#### Point annotation dataset entries

⟨

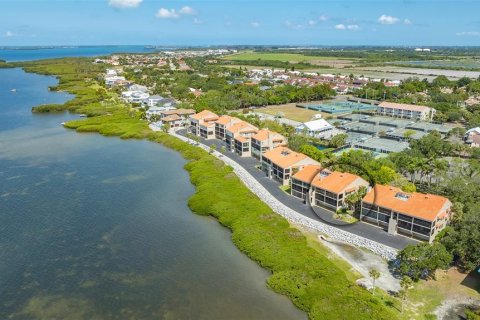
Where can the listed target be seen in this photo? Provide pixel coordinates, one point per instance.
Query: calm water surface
(26, 54)
(98, 228)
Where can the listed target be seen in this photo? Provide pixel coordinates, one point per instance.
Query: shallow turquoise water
(98, 228)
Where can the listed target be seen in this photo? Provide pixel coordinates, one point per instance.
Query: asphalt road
(362, 229)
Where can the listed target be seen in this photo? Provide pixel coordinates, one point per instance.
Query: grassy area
(426, 296)
(308, 277)
(290, 57)
(290, 111)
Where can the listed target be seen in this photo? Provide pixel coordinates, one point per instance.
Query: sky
(240, 22)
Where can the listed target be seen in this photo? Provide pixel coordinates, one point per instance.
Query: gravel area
(294, 217)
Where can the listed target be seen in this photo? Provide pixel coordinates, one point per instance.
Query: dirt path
(364, 261)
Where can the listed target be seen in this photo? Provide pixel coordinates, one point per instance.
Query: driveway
(362, 229)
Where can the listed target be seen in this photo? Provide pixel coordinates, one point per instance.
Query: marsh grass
(306, 275)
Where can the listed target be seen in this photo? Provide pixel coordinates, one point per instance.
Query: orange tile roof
(241, 139)
(308, 173)
(205, 115)
(411, 107)
(336, 181)
(284, 157)
(423, 206)
(172, 117)
(224, 120)
(241, 126)
(206, 124)
(265, 133)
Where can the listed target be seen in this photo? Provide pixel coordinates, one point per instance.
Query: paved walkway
(361, 234)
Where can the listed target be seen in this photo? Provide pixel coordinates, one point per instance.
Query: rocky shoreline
(294, 217)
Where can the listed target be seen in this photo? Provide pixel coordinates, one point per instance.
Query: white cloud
(187, 10)
(384, 19)
(124, 3)
(352, 27)
(167, 14)
(292, 25)
(469, 33)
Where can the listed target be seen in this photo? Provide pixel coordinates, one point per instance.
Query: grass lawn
(290, 111)
(426, 296)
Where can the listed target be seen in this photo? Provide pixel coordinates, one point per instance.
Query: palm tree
(405, 284)
(374, 274)
(402, 295)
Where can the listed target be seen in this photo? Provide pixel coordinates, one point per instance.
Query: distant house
(281, 163)
(157, 111)
(414, 214)
(407, 111)
(137, 87)
(178, 118)
(265, 140)
(203, 124)
(154, 100)
(319, 128)
(111, 81)
(472, 137)
(173, 120)
(135, 96)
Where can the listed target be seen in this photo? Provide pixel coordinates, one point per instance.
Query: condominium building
(408, 111)
(237, 138)
(265, 140)
(281, 162)
(203, 124)
(301, 182)
(330, 188)
(222, 124)
(414, 214)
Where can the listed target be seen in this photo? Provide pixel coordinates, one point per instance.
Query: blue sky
(311, 22)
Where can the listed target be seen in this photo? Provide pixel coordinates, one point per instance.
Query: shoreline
(263, 235)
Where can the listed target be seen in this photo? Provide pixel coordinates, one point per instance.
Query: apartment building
(281, 162)
(330, 188)
(222, 124)
(265, 140)
(418, 215)
(407, 111)
(301, 181)
(203, 124)
(238, 138)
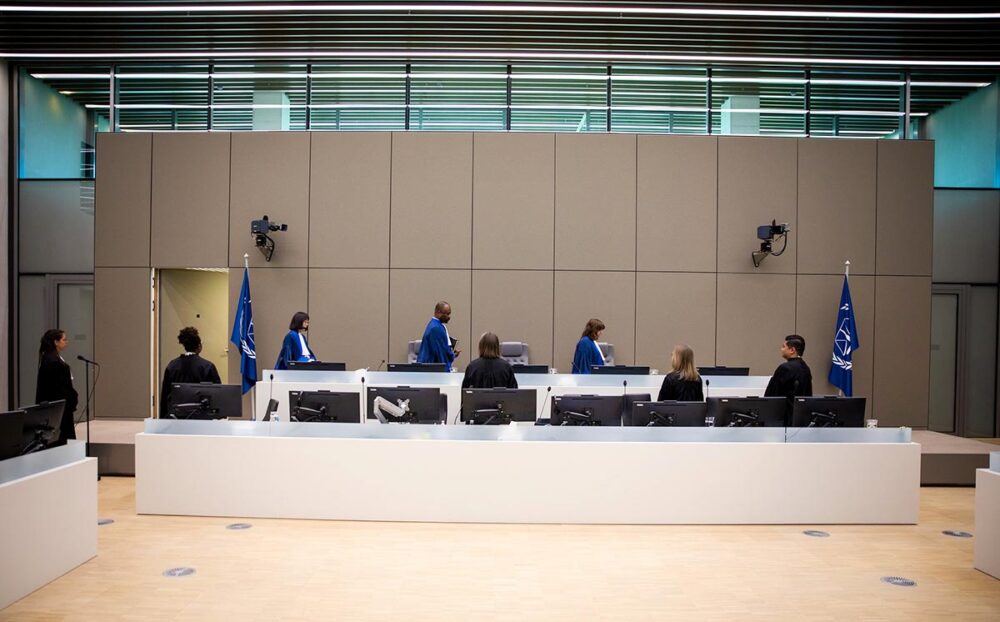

⟩

#### WRITTEN PROBLEM
Pull out every line of the material above that contains the string "shoreline", matching case exactly.

#### SOLUTION TO THE PROBLEM
Query: rocky shoreline
Query: shoreline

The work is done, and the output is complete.